§ **Passage**:

# Install old Skype on Windows 10 phone?



## garisa (Mar 19, 2017)

Hi, guys! Do you know if it is possible to install the old Skype app for Windows Phone 8.1 on a Windows 10 phone instead of Skype Preview? I hope there is a way to do it, as Skype Preview is cr*p right now. It makes more problems now than few months ago. Since one month ago it has issues with video calls, and since less than a week it has issues with audio too.

I have tried to usual Skype from here, but it would always give my this error message.



> Can't install app
> 
> There's a problem with this app. Check the package, or contact there person who gave it to you for help.

Click to collapse



Thank you in advance!


----------



## djtonka (Mar 19, 2017)

It won't connect to the serwer anyway


----------



## garisa (Mar 19, 2017)

Are you sure about that? Because my father still has Skype on his Windows Phone 8.1 phone, and it works really well for him. Maybe some older version won't connect right now, but there latest version should work fine. The version for which I have found the xap file is 2.32.0.48. This entry entry at appx4fun was updated in December 14, 2016.

I too expected the old Skype to stop working by now, but it's still alive and kicking, while I'm seeing issue with the Skype Preview app on daily basis.

Sent from mTalk on Windows 10 phone


----------



## djtonka (Mar 19, 2017)

I am not sure that is why I did told it to you


----------



## garisa (Mar 19, 2017)

I still think that it should be possible to make the old Skype work on w10m. Maybe it's going to be shut down soon, maybe it's going to work only few more weeks, or perhaps even less, but even that would be better than having to deal with that buggy hell of Skype Preview app...

Sent from mTalk on Windows 10 phone


----------



## djtonka (Mar 19, 2017)

sure, waste more time


----------



## garisa (Mar 19, 2017)

I understand you point of view, but if somebody knows how to do this, or if somebody has the correct .xap file, I don't see how would that be a waste of time. With the right file I'm asking for it would be done in few minutes.

§ **Data records**:
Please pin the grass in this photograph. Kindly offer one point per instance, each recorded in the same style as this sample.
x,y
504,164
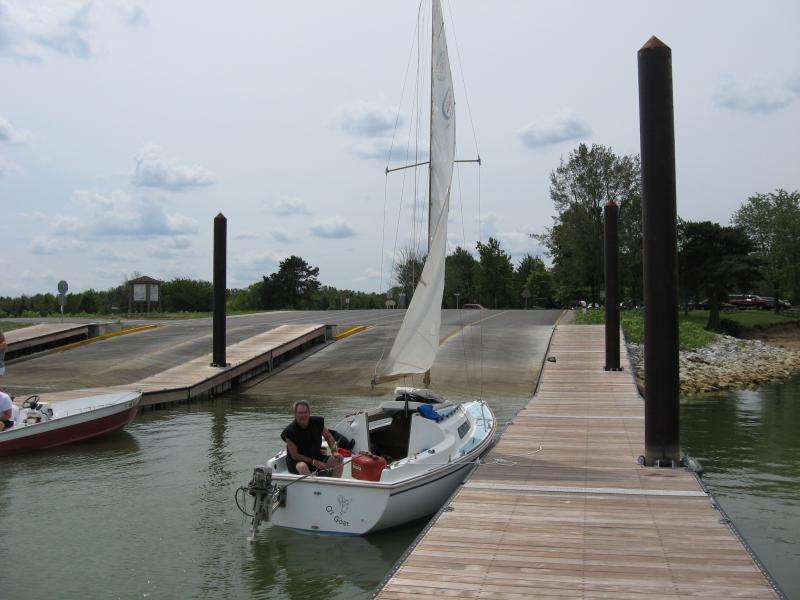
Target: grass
x,y
691,334
746,318
9,325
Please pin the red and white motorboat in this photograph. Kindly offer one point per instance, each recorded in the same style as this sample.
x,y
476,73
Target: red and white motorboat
x,y
39,425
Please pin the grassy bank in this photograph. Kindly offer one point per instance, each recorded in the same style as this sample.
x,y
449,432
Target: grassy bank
x,y
691,335
691,327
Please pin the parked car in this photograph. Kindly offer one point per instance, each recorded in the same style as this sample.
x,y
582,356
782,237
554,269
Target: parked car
x,y
769,302
746,301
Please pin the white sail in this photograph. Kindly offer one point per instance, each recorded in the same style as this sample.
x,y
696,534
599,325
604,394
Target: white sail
x,y
415,347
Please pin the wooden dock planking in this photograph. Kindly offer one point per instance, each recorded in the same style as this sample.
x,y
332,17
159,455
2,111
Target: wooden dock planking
x,y
560,508
197,377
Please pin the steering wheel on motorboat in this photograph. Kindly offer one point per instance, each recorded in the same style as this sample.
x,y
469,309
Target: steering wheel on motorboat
x,y
31,402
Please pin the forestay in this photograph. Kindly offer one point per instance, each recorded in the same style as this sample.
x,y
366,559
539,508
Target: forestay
x,y
414,349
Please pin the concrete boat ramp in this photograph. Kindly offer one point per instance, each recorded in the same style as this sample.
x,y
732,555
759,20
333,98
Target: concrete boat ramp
x,y
197,378
561,509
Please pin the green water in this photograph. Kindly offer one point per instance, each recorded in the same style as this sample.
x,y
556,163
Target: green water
x,y
149,512
749,444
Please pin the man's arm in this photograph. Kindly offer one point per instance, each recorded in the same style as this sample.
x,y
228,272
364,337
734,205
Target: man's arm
x,y
292,450
330,439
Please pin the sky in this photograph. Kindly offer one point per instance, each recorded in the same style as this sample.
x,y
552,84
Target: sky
x,y
127,126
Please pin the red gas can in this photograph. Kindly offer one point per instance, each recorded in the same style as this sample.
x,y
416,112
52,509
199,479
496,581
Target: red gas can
x,y
368,467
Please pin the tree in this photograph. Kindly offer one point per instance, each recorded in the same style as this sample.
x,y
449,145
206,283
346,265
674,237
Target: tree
x,y
292,286
539,283
496,275
772,221
184,294
717,260
408,270
460,277
580,188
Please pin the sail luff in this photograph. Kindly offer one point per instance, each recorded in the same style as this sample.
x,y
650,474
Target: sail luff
x,y
415,346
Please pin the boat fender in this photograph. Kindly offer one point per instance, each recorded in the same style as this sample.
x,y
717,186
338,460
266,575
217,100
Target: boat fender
x,y
427,411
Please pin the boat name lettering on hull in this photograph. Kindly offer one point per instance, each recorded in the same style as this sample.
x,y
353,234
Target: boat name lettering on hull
x,y
344,506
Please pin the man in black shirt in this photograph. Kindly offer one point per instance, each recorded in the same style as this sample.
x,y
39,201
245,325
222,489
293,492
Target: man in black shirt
x,y
303,439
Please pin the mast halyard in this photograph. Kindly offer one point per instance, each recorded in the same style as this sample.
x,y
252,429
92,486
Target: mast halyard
x,y
417,341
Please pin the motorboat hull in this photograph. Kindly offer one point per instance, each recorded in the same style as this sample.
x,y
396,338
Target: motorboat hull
x,y
108,413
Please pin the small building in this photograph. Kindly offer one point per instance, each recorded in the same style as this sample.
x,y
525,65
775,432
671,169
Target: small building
x,y
143,293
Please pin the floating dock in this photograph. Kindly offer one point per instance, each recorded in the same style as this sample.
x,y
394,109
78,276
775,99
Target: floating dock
x,y
197,378
562,508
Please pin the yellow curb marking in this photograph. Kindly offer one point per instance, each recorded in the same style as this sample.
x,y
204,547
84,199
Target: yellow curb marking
x,y
104,336
351,331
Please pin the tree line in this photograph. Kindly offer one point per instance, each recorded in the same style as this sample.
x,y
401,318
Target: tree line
x,y
758,252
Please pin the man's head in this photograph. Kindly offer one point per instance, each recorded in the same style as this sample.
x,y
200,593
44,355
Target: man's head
x,y
302,412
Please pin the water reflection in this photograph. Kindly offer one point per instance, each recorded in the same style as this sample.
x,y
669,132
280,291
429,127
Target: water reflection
x,y
298,565
748,443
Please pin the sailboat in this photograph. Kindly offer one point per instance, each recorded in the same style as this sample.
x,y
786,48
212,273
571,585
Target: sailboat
x,y
408,455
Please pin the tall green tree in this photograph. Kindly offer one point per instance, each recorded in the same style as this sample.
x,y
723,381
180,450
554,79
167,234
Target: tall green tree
x,y
716,260
461,273
496,275
184,294
292,286
580,187
539,283
772,221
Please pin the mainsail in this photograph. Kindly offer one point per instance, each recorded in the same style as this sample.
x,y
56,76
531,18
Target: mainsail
x,y
415,347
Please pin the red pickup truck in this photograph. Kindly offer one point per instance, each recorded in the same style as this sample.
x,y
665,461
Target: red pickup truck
x,y
746,301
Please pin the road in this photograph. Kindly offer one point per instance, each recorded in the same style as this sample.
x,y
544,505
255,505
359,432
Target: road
x,y
495,349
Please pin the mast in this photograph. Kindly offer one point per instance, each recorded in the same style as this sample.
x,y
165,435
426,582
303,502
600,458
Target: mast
x,y
426,378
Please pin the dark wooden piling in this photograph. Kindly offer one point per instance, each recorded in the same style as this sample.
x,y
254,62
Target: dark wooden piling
x,y
659,230
220,252
611,217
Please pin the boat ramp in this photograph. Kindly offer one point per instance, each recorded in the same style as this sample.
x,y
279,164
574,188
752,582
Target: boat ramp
x,y
196,378
561,507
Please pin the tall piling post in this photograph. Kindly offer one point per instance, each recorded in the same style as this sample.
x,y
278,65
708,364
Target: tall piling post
x,y
220,258
660,249
611,218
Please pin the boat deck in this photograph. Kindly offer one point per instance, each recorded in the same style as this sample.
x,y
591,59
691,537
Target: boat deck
x,y
561,508
196,378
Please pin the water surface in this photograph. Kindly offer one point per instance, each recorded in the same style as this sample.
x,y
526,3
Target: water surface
x,y
749,444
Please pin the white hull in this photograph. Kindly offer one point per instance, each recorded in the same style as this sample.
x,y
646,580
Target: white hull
x,y
416,487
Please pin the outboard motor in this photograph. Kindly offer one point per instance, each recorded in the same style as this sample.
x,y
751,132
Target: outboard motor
x,y
267,496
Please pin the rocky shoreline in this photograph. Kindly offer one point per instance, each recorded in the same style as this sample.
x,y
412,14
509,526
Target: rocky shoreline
x,y
727,363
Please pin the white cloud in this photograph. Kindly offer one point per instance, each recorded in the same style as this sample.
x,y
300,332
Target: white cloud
x,y
333,227
291,206
759,97
8,167
280,235
26,29
172,247
42,244
369,120
121,214
155,170
249,268
11,135
561,127
133,14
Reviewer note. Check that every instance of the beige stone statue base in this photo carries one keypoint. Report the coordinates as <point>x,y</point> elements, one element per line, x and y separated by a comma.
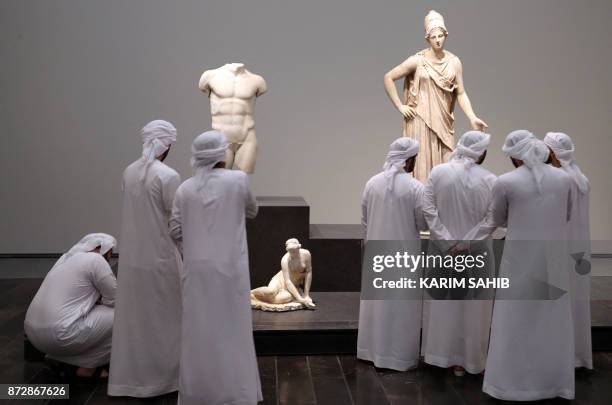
<point>266,306</point>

§ **Short task 1**:
For each statement about the Skype thread, answer yes or no according to whether it agrees with the thread, and quote the words that decide it. (a) The xap file that was found is for Skype version 2.32.0.48. (b) The father mentioned in the thread runs Skype on a Windows 10 phone. (c) Skype Preview has had audio issues for more than a month.
§ **Short task 2**:
Print the part of the Skype thread that begins at the words "I still think" and stops after "Skype Preview app...".
Base every answer on the Skype thread alone.

§ **Exercise answer 1**:
(a) Yes: "The version for which I have found the xap file is 2.32.0.48."
(b) No: "my father still has Skype on his Windows Phone 8.1 phone"
(c) No: "since less than a week it has issues with audio too."

§ **Exercise answer 2**:
I still think that it should be possible to make the old Skype work on w10m. Maybe it's going to be shut down soon, maybe it's going to work only few more weeks, or perhaps even less, but even that would be better than having to deal with that buggy hell of Skype Preview app...